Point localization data
════════
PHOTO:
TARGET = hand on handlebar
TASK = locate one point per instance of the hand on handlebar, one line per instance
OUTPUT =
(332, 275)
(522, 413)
════════
» **The problem**
Retype nothing except the lines from the line holding "TARGET = hand on handlebar" through the last line of the entries, both included.

» **Response box**
TARGET = hand on handlebar
TASK = locate one point per instance of the hand on handlebar, one line per instance
OUTPUT =
(332, 275)
(522, 413)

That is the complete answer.